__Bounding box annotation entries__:

┌──

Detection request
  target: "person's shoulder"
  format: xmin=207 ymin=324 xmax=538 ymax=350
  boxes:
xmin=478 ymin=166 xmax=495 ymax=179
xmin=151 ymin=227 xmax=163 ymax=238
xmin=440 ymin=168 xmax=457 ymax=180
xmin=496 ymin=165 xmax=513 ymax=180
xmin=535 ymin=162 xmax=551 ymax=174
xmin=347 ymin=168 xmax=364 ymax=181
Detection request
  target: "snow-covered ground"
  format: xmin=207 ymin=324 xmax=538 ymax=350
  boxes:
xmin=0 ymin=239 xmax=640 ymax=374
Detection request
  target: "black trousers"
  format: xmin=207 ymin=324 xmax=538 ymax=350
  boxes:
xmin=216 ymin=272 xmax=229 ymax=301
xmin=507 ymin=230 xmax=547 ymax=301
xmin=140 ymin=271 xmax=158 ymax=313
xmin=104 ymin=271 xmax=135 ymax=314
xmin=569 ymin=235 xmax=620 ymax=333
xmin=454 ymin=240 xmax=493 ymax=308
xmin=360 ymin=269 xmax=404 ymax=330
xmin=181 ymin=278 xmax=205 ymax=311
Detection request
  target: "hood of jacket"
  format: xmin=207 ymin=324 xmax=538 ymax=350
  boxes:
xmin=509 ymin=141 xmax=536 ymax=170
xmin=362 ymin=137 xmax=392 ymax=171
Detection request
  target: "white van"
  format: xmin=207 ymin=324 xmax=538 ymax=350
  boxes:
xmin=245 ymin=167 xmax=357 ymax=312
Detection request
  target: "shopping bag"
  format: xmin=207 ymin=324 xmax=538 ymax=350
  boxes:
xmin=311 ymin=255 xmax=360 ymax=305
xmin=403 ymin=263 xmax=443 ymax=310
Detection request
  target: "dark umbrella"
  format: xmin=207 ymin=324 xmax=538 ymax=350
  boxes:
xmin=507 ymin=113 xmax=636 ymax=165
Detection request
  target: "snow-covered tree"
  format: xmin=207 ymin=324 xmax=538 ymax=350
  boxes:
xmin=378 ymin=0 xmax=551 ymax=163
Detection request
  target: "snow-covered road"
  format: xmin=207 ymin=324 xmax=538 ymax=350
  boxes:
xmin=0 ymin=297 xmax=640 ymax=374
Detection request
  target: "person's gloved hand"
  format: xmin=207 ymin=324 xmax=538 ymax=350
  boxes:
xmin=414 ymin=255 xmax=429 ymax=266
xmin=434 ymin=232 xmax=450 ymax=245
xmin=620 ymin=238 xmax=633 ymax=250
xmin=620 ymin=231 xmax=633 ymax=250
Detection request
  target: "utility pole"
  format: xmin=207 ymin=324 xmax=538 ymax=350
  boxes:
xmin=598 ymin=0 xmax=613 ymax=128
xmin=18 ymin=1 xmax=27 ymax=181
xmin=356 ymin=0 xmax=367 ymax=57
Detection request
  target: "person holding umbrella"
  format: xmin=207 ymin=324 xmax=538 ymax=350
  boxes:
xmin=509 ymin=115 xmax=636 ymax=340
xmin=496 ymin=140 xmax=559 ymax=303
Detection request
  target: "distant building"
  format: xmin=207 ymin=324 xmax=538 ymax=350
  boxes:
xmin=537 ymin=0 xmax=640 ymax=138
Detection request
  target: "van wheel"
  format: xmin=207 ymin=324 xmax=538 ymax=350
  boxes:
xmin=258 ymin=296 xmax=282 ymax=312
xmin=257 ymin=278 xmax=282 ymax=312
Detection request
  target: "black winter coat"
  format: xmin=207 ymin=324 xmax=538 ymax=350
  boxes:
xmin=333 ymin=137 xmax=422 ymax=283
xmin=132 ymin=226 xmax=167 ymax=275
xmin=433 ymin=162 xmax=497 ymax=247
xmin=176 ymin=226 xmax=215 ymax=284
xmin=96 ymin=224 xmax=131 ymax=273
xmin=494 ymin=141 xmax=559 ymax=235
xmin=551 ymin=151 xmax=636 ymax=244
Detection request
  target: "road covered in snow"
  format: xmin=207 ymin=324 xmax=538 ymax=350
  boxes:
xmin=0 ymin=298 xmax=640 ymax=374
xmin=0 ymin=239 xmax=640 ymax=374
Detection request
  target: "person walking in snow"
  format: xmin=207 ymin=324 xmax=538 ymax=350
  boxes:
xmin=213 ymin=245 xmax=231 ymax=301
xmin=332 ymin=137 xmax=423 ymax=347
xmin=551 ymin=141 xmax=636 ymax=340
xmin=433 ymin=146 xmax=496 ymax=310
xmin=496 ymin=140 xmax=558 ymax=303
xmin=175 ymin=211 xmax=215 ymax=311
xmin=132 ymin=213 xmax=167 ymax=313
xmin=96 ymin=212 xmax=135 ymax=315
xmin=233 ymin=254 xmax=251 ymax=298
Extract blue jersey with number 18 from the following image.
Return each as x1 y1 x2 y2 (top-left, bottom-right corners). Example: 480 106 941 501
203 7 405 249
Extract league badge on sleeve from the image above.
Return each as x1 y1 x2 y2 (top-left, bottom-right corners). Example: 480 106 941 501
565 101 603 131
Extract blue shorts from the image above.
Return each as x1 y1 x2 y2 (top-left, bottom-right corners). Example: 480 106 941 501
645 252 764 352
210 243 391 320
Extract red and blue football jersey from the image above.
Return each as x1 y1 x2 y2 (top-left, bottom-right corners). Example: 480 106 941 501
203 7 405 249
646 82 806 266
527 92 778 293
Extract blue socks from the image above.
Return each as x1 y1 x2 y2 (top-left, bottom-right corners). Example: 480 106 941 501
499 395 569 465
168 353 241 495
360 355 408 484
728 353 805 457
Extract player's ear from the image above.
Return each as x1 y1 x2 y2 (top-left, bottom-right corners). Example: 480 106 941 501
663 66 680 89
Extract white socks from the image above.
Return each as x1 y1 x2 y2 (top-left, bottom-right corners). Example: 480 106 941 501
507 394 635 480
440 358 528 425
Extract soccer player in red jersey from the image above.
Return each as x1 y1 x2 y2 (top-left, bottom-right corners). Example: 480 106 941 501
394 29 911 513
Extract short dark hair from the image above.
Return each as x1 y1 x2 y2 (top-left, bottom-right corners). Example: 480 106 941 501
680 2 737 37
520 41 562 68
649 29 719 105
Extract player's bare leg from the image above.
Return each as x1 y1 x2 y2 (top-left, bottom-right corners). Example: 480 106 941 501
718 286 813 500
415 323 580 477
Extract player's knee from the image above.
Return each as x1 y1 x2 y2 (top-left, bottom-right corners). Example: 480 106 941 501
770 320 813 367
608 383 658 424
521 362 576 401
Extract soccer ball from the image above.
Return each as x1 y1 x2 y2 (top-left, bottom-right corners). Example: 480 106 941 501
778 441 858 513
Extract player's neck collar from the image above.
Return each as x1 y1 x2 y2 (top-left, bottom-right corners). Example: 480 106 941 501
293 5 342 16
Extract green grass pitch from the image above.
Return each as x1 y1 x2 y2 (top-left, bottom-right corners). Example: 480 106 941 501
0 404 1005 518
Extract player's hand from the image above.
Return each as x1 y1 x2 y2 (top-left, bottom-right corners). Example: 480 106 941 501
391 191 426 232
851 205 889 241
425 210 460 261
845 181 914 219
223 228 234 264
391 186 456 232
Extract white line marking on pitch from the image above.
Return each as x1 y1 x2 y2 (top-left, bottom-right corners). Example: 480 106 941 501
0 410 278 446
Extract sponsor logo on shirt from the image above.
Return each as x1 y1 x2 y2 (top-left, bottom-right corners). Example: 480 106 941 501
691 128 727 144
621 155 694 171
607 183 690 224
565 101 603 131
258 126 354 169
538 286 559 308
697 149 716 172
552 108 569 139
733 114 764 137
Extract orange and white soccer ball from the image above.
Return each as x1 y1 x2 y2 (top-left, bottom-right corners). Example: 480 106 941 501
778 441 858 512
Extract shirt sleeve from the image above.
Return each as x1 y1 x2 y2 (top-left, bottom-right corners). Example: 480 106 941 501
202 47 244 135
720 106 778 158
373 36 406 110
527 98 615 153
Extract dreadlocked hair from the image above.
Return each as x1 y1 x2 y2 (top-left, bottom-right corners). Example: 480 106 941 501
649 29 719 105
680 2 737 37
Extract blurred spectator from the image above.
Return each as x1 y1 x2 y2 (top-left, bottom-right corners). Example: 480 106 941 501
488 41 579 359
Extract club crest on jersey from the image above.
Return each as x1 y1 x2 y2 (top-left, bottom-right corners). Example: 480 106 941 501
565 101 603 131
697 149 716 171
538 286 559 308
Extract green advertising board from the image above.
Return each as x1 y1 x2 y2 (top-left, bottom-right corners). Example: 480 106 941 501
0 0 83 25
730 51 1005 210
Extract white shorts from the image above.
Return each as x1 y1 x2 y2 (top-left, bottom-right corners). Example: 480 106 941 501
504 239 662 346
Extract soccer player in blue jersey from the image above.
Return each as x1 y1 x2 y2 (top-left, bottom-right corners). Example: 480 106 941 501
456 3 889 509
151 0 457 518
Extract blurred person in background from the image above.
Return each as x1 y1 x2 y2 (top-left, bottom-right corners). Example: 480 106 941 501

└──

__WORK TO DO__: Scale the lines of the material starting at the line containing "Extract dreadlocked hair" and ending at the end of the material, and write all of them out again, requests included. Multiply every bounding box coordinate in the answers by 1.85 and round to whole numbers, halves up; leave the requests and their format samples unchanged.

__RESPONSE TO THIS TASK__:
Extract dreadlocked hair from the image above.
Return each as x1 y1 x2 y2 (top-left, bottom-right corners). Example: 480 106 941 501
1201 54 1330 194
1258 4 1363 68
Extract blurred spectator from the image above.
Return each as x1 y1 x2 y2 (top-left, bottom-right corners). Example: 480 106 941 501
903 76 1071 664
Extract club crest on jersey from the image above.
Return each as x1 y1 x2 y2 (top-left, bottom-right corners). Example: 480 106 941 501
1045 187 1116 242
1289 276 1325 316
995 529 1034 570
Extract green advertising board from the image above.
Return each as x1 y1 x2 y2 (top-left, bottom-right corners). Example: 480 106 941 501
0 0 154 46
1351 94 1859 389
Extract white shorts from the image above.
Return each as x1 y1 x2 y2 (top-left, bottom-right corners). Example: 480 106 941 501
932 442 1225 640
Extract soccer player in blue jersey from the image above.
Return each as x1 y1 x2 y2 (top-left, bottom-right corners). Example: 480 106 941 501
844 6 1645 942
279 0 845 958
Extract blurred person in background from the image above.
Return each as x1 y1 x2 y2 (top-left, bottom-right corners). Example: 480 106 941 501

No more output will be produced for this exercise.